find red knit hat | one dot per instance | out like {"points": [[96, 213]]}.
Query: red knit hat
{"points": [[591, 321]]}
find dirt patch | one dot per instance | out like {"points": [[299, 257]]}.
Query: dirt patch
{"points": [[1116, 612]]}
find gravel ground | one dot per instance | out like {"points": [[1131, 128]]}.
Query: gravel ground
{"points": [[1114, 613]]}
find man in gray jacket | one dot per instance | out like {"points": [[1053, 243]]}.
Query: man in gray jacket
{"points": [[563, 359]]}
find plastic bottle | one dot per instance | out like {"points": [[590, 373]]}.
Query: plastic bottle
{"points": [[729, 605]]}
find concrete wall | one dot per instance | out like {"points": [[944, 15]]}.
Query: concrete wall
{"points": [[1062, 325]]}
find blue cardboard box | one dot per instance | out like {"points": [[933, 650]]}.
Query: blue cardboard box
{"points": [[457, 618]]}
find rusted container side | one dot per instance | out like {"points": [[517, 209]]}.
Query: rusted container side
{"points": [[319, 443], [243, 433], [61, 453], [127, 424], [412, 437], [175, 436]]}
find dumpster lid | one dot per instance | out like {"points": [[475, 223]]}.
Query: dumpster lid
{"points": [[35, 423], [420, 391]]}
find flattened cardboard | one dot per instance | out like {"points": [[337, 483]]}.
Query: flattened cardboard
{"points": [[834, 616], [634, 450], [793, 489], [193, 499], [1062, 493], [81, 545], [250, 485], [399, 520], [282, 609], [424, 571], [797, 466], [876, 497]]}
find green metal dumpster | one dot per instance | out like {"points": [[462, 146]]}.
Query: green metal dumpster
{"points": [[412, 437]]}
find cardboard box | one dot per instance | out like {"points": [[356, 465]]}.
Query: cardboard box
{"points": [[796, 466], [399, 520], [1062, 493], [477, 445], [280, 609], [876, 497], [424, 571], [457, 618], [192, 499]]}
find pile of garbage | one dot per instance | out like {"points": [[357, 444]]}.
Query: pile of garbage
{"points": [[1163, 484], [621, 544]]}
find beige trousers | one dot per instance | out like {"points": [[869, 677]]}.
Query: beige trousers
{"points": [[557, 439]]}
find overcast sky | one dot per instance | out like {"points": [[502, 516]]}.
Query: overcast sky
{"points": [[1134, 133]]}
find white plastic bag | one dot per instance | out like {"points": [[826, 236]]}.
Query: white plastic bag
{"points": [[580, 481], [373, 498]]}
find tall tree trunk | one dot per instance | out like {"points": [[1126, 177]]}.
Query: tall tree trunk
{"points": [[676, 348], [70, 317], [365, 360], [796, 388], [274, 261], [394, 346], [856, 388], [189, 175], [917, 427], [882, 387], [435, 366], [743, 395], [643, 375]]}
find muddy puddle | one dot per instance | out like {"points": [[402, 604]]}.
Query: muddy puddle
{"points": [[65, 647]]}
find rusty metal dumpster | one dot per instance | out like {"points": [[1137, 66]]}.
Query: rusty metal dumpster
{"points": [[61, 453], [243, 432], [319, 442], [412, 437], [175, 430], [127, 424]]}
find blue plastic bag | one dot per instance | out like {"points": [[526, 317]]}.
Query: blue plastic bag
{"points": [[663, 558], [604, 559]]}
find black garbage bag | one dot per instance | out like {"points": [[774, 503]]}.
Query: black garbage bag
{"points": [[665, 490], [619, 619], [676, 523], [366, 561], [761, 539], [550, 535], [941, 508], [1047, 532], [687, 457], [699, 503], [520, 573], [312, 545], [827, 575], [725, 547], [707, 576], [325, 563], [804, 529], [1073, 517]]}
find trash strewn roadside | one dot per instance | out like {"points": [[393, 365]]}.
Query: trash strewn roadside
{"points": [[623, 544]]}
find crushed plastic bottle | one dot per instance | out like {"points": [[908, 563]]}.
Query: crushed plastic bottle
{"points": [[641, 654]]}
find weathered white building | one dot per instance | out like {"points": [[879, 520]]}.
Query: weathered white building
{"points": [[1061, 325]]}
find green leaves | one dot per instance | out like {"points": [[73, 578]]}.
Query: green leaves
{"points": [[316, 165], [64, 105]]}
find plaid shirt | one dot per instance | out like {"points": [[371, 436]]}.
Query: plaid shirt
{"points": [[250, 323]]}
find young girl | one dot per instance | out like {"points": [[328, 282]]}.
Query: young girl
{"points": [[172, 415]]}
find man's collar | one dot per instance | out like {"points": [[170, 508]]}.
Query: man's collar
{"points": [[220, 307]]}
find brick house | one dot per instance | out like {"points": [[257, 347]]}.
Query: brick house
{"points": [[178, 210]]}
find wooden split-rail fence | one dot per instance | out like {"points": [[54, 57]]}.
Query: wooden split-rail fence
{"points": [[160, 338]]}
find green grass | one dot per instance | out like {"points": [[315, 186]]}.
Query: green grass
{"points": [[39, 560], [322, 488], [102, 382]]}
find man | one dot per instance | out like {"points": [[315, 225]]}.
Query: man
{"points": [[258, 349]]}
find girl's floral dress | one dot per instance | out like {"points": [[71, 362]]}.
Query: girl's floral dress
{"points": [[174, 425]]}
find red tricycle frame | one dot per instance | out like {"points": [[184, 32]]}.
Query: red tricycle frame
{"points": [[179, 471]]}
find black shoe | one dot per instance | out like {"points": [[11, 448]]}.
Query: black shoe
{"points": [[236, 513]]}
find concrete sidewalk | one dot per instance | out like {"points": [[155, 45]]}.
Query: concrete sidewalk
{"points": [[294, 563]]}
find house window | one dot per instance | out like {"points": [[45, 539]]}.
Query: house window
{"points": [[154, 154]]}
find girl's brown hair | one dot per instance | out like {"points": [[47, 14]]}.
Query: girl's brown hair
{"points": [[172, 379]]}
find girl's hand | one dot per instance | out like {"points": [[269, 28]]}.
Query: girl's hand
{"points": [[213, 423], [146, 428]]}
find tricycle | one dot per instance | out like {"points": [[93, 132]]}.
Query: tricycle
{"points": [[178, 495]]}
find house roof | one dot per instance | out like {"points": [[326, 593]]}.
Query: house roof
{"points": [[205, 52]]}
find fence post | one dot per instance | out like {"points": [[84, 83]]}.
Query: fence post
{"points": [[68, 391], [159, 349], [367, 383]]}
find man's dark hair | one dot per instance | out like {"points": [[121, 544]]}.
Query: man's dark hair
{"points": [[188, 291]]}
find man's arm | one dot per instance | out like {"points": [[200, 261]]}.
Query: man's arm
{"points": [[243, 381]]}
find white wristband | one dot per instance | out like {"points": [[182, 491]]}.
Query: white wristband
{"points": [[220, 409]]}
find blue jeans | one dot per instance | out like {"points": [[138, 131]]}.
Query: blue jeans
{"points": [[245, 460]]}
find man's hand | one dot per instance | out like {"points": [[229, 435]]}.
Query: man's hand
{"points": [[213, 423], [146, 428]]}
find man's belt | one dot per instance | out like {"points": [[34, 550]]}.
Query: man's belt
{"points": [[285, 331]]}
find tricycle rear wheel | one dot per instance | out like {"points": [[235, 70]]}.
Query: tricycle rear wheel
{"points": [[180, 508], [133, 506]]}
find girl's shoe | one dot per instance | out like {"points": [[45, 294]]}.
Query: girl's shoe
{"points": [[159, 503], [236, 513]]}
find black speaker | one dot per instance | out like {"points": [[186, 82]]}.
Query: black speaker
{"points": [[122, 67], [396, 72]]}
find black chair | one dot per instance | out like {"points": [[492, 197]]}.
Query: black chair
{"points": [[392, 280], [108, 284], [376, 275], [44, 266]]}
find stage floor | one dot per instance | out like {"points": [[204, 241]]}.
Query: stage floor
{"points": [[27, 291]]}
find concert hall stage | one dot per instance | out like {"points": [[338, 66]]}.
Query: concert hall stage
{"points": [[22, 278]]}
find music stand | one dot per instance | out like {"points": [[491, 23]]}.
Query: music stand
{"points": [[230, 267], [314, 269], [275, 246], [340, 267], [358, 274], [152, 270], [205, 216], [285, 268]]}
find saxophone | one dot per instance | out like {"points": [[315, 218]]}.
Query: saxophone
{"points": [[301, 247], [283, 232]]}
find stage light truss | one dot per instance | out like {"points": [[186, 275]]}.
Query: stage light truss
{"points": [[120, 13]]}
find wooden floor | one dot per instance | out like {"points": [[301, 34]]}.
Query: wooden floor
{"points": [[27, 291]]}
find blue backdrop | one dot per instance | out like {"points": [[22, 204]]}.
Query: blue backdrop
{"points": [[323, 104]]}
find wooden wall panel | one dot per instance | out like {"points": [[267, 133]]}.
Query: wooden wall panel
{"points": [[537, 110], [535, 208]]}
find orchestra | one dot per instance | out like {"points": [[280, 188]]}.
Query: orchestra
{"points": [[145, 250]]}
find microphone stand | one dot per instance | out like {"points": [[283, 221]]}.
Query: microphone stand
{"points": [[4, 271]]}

OBJECTIVE –
Repeat word for word every line from the one that holds "find wooden floor" to the end. Both ends count.

REPLY –
find wooden floor | one dot per instance | out like {"points": [[301, 34]]}.
Query: wooden floor
{"points": [[27, 291]]}
find blue backdrop | one dot per instance | out like {"points": [[22, 204]]}.
Query: blue backdrop
{"points": [[323, 104]]}
find wooden wall panel | one dot per instance | out like {"points": [[267, 133]]}.
Query: wooden wall panel
{"points": [[537, 110], [535, 208]]}
find orchestra | one dot per instance | out like {"points": [[280, 188]]}.
Query: orchestra
{"points": [[145, 250]]}
find microphone stand | one dot per instance | out like {"points": [[283, 221]]}.
Query: microphone stand
{"points": [[4, 271]]}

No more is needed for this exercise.